▶ Records contained in a dataset:
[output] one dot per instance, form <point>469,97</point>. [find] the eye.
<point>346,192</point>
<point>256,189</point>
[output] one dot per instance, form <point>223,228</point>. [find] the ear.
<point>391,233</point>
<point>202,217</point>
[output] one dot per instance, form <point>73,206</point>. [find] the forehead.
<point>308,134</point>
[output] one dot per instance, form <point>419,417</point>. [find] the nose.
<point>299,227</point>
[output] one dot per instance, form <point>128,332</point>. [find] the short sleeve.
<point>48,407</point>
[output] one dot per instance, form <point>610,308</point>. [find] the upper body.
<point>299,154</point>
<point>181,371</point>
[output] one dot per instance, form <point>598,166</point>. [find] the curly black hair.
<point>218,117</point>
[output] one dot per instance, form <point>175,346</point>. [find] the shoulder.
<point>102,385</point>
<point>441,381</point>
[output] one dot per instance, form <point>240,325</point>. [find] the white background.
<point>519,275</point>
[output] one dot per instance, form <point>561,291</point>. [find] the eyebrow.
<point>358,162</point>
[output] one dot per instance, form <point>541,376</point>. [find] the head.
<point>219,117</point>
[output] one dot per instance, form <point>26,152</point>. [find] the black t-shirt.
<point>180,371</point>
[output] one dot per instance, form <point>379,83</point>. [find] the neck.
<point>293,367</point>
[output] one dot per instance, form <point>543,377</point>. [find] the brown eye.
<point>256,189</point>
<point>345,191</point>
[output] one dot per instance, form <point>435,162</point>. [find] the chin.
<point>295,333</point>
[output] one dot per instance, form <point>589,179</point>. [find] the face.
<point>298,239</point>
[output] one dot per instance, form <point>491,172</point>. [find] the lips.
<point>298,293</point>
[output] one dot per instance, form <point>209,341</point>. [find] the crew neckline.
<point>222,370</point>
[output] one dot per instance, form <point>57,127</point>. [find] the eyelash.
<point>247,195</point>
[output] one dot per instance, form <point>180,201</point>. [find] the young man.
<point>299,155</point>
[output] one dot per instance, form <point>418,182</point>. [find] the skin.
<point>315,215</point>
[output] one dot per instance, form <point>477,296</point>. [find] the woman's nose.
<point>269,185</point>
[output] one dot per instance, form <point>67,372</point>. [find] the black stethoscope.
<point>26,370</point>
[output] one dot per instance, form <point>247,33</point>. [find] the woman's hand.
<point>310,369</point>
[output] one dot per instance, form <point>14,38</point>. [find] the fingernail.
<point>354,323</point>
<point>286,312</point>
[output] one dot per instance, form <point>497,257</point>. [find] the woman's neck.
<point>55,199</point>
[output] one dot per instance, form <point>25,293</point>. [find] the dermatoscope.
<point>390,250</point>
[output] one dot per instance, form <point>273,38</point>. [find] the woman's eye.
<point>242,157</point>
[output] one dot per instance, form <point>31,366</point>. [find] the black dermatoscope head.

▶ TASK INSTRUCTIONS:
Print every entry exactly as it appears.

▶ THE COMPLETED TASK:
[output] one dot per instance, form <point>469,97</point>. [find] the eye.
<point>346,192</point>
<point>256,189</point>
[output] one dot per instance, form <point>223,228</point>. [find] the ear.
<point>391,233</point>
<point>202,217</point>
[output] one dot per instance, form <point>73,206</point>. [find] the forehead.
<point>308,134</point>
[output] one dot per instance, form <point>419,417</point>. [find] the nose.
<point>299,227</point>
[output] one dot per instance, form <point>128,332</point>. [find] the short sleeve.
<point>48,407</point>
[output] one dot per instance, form <point>610,308</point>. [find] the upper body.
<point>299,154</point>
<point>181,371</point>
[output] one dot per instance, form <point>598,166</point>. [find] the curly black hair.
<point>218,117</point>
[output] one dot per instance, form <point>175,346</point>. [find] the shoulder.
<point>102,385</point>
<point>441,381</point>
[output] one dot per instance, form <point>240,325</point>. [find] the white background.
<point>519,275</point>
[output] one dot per instance, form <point>561,291</point>. [find] the eyebrow.
<point>358,162</point>
[output] one dot per instance, form <point>541,376</point>. [find] the head.
<point>219,117</point>
[output] one dot per instance, form <point>26,152</point>. [find] the black t-shirt.
<point>180,371</point>
[output] one dot per instance, form <point>379,83</point>. [find] the neck.
<point>293,367</point>
[output] one dot per instance, form <point>543,377</point>. [find] the brown eye.
<point>256,189</point>
<point>345,191</point>
[output] one dot per instance, form <point>435,162</point>. [find] the chin.
<point>295,333</point>
[output] one dot per instance, form <point>589,179</point>. [find] the face.
<point>298,239</point>
[output] one dot per instance, form <point>491,172</point>. [find] the lips.
<point>298,293</point>
[output] one dot per instance, form <point>209,341</point>. [find] the crew neckline.
<point>222,370</point>
[output] one dot per instance, form <point>57,127</point>. [find] the eyelash.
<point>247,195</point>
[output] one dot per instance, form <point>180,201</point>. [find] the young man.
<point>299,155</point>
[output] one dot per instance, form <point>418,182</point>. [find] the skin.
<point>315,215</point>
[output] one dot per instance, form <point>477,296</point>. [find] the woman's nose.
<point>269,185</point>
[output] one dot per instance, form <point>67,372</point>. [find] the black stethoscope.
<point>26,370</point>
[output] one dot per instance, form <point>247,33</point>. [find] the woman's hand.
<point>310,369</point>
[output] one dot per instance, form <point>14,38</point>. [find] the fingernail.
<point>354,323</point>
<point>286,312</point>
[output] one dot per instance, form <point>497,257</point>. [find] the woman's neck.
<point>55,199</point>
[output] one dot per instance, form <point>25,293</point>. [find] the dermatoscope.
<point>390,250</point>
[output] one dot per instance, form <point>273,38</point>. [find] the woman's eye.
<point>242,157</point>
[output] one dot per instance, form <point>31,366</point>. [find] the black dermatoscope head.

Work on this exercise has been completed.